__Your objective__: Below is a set of records. Repeat all of them exactly.

__Data shown__:
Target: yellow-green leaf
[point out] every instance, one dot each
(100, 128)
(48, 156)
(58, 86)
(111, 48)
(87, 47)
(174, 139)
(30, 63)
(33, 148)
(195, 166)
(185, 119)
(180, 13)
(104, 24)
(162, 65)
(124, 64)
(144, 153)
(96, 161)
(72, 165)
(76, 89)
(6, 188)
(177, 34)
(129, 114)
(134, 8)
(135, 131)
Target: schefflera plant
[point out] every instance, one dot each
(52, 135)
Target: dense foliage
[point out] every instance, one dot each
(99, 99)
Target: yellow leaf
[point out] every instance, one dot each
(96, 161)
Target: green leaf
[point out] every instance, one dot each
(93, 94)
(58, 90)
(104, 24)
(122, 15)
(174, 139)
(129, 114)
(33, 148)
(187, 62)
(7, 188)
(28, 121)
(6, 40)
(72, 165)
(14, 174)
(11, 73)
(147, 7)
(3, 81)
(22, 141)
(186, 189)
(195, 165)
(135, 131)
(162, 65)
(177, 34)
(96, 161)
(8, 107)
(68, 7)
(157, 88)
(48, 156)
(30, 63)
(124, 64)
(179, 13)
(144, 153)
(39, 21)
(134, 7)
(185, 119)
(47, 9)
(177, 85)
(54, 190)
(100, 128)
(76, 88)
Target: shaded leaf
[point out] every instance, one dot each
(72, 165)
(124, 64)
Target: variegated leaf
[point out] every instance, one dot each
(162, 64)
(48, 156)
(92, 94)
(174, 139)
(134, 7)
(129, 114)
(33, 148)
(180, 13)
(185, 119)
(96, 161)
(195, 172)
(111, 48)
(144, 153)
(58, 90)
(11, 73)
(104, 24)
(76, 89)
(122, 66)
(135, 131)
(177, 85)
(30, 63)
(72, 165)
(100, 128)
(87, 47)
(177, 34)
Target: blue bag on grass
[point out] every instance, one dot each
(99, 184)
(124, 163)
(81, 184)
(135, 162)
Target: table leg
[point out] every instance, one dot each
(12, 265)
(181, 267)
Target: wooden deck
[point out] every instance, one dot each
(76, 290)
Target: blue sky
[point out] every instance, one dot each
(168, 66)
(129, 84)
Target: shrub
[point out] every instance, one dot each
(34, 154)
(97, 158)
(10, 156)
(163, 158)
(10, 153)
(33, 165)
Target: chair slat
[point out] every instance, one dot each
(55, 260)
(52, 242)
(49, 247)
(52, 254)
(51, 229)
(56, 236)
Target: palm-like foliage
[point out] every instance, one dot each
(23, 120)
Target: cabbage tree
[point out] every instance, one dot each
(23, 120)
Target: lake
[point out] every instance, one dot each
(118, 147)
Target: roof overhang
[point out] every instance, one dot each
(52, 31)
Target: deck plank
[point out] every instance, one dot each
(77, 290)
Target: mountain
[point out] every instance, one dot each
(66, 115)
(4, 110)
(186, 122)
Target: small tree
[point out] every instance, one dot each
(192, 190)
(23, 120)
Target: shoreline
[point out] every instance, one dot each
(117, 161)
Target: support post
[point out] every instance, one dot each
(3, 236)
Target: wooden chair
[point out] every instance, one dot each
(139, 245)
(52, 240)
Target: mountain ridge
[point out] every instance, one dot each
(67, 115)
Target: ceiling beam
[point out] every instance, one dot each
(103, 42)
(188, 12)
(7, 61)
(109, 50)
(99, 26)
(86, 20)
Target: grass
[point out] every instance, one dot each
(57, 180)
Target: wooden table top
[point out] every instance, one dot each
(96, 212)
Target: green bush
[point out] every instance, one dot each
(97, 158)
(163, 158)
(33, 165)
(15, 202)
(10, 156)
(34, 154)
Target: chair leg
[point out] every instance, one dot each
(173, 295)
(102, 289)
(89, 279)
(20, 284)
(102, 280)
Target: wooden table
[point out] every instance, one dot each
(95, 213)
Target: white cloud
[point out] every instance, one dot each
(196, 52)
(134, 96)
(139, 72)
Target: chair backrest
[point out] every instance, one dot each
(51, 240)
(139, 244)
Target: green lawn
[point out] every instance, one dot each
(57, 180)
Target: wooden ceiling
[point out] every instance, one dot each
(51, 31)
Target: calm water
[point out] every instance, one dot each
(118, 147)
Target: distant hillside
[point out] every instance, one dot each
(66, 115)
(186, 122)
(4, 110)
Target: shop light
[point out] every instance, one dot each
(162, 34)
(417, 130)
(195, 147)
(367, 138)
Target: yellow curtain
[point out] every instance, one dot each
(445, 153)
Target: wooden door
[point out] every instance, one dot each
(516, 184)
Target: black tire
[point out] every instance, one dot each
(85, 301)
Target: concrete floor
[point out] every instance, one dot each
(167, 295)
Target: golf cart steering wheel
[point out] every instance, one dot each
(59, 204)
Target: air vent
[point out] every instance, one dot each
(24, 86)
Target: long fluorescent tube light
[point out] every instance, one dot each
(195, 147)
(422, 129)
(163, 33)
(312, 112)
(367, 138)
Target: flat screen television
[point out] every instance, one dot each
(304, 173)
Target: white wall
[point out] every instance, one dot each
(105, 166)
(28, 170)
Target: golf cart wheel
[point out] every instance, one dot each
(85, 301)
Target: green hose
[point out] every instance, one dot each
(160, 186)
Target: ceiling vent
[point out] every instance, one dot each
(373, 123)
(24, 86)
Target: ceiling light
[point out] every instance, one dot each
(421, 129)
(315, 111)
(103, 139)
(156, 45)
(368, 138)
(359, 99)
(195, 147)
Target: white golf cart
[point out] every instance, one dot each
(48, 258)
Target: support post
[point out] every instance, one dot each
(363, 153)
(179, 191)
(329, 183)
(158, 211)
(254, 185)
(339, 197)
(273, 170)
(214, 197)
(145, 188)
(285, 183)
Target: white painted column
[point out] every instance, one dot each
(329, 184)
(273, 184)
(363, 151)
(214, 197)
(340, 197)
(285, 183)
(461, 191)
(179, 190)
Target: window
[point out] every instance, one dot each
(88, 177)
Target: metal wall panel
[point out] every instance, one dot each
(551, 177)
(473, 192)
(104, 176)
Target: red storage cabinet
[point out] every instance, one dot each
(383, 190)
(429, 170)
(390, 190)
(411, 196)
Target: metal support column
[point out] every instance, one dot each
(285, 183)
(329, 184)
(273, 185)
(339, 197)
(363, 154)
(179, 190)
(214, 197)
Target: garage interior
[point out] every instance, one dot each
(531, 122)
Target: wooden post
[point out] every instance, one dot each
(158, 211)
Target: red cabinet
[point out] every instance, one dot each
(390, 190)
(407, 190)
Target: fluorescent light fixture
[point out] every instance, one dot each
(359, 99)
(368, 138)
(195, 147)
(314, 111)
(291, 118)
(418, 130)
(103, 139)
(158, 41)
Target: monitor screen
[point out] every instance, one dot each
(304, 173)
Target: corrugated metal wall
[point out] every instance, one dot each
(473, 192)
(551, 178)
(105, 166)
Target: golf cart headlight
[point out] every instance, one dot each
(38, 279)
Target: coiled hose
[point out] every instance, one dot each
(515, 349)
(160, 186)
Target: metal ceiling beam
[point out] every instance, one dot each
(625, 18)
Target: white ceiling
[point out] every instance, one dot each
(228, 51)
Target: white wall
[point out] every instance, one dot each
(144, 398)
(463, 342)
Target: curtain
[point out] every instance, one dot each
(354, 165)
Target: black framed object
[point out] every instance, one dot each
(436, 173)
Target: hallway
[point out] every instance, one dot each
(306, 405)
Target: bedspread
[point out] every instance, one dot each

__Response__:
Target: yellow-green leaf
[point out] every instance, one dot each
(100, 128)
(48, 156)
(58, 86)
(111, 48)
(87, 47)
(174, 139)
(30, 63)
(33, 148)
(195, 166)
(185, 119)
(180, 13)
(104, 24)
(162, 65)
(124, 64)
(144, 153)
(96, 161)
(72, 165)
(76, 89)
(6, 188)
(177, 34)
(129, 114)
(134, 8)
(135, 131)
Target: schefflera plant
[point out] every instance, one dot each
(52, 135)
Target: dense foliage
[point out] every instance, one dot each
(99, 99)
Target: yellow leaf
[point out] every instance, one dot each
(96, 161)
Target: green leaf
[point out] every instance, one dot each
(93, 94)
(58, 90)
(104, 24)
(122, 15)
(174, 139)
(129, 114)
(33, 148)
(187, 62)
(7, 188)
(28, 121)
(6, 40)
(72, 165)
(14, 174)
(11, 73)
(147, 7)
(3, 81)
(22, 141)
(186, 189)
(195, 165)
(135, 131)
(162, 65)
(177, 34)
(96, 161)
(8, 107)
(68, 7)
(157, 88)
(48, 156)
(30, 63)
(124, 64)
(179, 13)
(144, 153)
(39, 21)
(134, 7)
(185, 119)
(47, 9)
(177, 85)
(54, 190)
(100, 128)
(76, 88)
Target: shaded leaf
[point out] every instance, one dot each
(72, 165)
(124, 64)
Target: variegated leaf
[point out] every instance, one dot each
(162, 64)
(48, 156)
(92, 94)
(174, 139)
(134, 7)
(129, 114)
(33, 148)
(180, 13)
(185, 119)
(96, 161)
(195, 172)
(111, 48)
(144, 153)
(58, 90)
(11, 73)
(104, 24)
(76, 89)
(122, 66)
(135, 131)
(177, 85)
(30, 63)
(72, 165)
(100, 128)
(87, 47)
(177, 34)
Target: blue bag on grass
[point out] every instance, one dot each
(99, 184)
(124, 163)
(81, 184)
(135, 162)
Target: table leg
[point out] every instance, one dot each
(12, 265)
(181, 267)
Target: wooden deck
[point out] every instance, one dot each
(76, 290)
Target: blue sky
[point out] every instance, one dot each
(168, 66)
(129, 84)
Target: shrub
[point out] every instance, one dot each
(34, 154)
(97, 158)
(10, 156)
(163, 158)
(10, 153)
(33, 165)
Target: chair slat
[point out] every instance, one dot each
(55, 260)
(52, 242)
(49, 247)
(52, 254)
(51, 229)
(56, 236)
Target: palm-like foliage
[point out] every instance, one dot each
(23, 120)
Target: cabbage tree
[point out] every instance, one dot each
(23, 120)
Target: lake
[point out] every instance, one dot each
(118, 147)
Target: roof overhang
[point out] every instance, one dot each
(52, 31)
Target: deck plank
[point out] every instance, one dot each
(77, 290)
Target: mountain
[point out] every instance, one dot each
(66, 115)
(4, 110)
(186, 122)
Target: small tree
[point out] every instance, one dot each
(192, 190)
(23, 120)
Target: shoreline
[point out] every instance, one dot each
(117, 161)
Target: support post
[point out] every instance, one dot each
(3, 236)
Target: wooden chair
[point out] every instance, one dot each
(139, 245)
(52, 240)
Target: mountain ridge
[point out] every instance, one dot each
(67, 115)
Target: ceiling beam
[point out] every instance, one dot each
(103, 42)
(188, 12)
(7, 61)
(109, 50)
(99, 26)
(86, 20)
Target: grass
[point out] every instance, one dot each
(57, 180)
Target: wooden table top
[point out] every instance, one dot each
(96, 212)
Target: green bush
[point out] every instance, one dot each
(97, 158)
(163, 158)
(33, 165)
(15, 202)
(10, 156)
(34, 154)
Target: chair leg
[point out] every instance, one dot each
(173, 295)
(102, 289)
(89, 279)
(20, 284)
(102, 280)
Target: wooden table
[point out] every instance, one dot each
(95, 213)
Target: white cloud
[point out] every instance, one dot each
(196, 52)
(134, 96)
(139, 72)
Target: chair backrest
[point out] every instance, one dot each
(51, 240)
(139, 244)
Target: green lawn
[point out] every instance, one dot each
(57, 180)
Target: wooden ceiling
[point out] every instance, one dot each
(51, 31)
Target: calm water
[point out] every instance, one dot each
(118, 147)
Target: distant hillside
[point out] every instance, one dot each
(66, 115)
(186, 122)
(4, 110)
Target: shop light
[point out] every instance, one dot each
(162, 34)
(417, 130)
(195, 147)
(367, 138)
Target: yellow curtain
[point out] every instance, one dot each
(445, 153)
Target: wooden door
[point out] every instance, one dot each
(516, 184)
Target: black tire
[point out] every instance, one dot each
(85, 301)
Target: concrete floor
[point out] every instance, one dot each
(167, 295)
Target: golf cart steering wheel
[point out] every instance, one dot each
(59, 204)
Target: air vent
[point out] every instance, one dot each
(24, 86)
Target: long fluorescent tube light
[point out] every instance, one dot each
(195, 147)
(422, 129)
(163, 33)
(312, 112)
(367, 138)
Target: flat screen television
[point out] every instance, one dot each
(304, 173)
Target: white wall
[point out] every instance, one dot each
(105, 166)
(28, 170)
Target: golf cart wheel
[point out] every instance, one dot each
(85, 301)
Target: green hose
[point out] every instance, one dot each
(160, 186)
Target: ceiling vent
[point out] every instance, one dot each
(373, 123)
(24, 86)
Target: ceiling light
[point out] every instance, one dot each
(421, 129)
(315, 111)
(103, 139)
(156, 45)
(368, 138)
(359, 99)
(195, 147)
Target: white golf cart
[point out] every instance, one dot each
(48, 258)
Target: support post
[point out] every instance, one dot each
(363, 153)
(179, 191)
(329, 183)
(158, 211)
(254, 185)
(339, 197)
(273, 170)
(214, 197)
(145, 188)
(285, 183)
Target: white painted column
[point out] every instance, one dot each
(329, 184)
(273, 184)
(363, 151)
(214, 197)
(340, 197)
(285, 183)
(461, 191)
(179, 190)
Target: window
[point out] every instance, one dot each
(88, 177)
Target: metal wall panel
[point out] every instance, one dot each
(551, 177)
(473, 192)
(104, 176)
Target: red storage cabinet
[point out] every instance, one dot each
(383, 190)
(429, 170)
(390, 190)
(411, 196)
Target: metal support column
[point out] every instance, one dot each
(285, 183)
(329, 184)
(273, 185)
(339, 197)
(363, 154)
(179, 190)
(214, 197)
Target: garage interior
[point out] every instance, one dot each
(531, 122)
Target: wooden post
[point out] every instance, one dot each
(158, 211)
Target: red cabinet
[point out] every instance, one dot each
(390, 190)
(407, 190)
Target: fluorescent light fixture
[point out] every instance, one dot each
(359, 99)
(368, 138)
(195, 147)
(314, 111)
(291, 118)
(418, 130)
(103, 139)
(158, 41)
Target: monitor screen
[point out] every instance, one dot each
(304, 173)
Target: corrugated metal wall
[point out] every instance, one dot each
(473, 192)
(551, 178)
(105, 166)
Target: golf cart headlight
[point out] every instance, one dot each
(38, 279)
Target: coiled hose
[point out] every instance, one dot each
(515, 349)
(160, 186)
Target: metal ceiling beam
[point out] every instance, one dot each
(625, 18)
Target: white ceiling
[point out] every instance, one dot each
(228, 51)
Target: white wall
[point out] every instance, one dot each
(144, 398)
(463, 342)
Target: curtain
[point out] every instance, one dot each
(354, 165)
Target: black framed object
[point out] every instance, one dot each
(436, 173)
Target: hallway
[point out] every instance, one dot each
(306, 405)
Target: bedspread
[point out] every instance, one dot each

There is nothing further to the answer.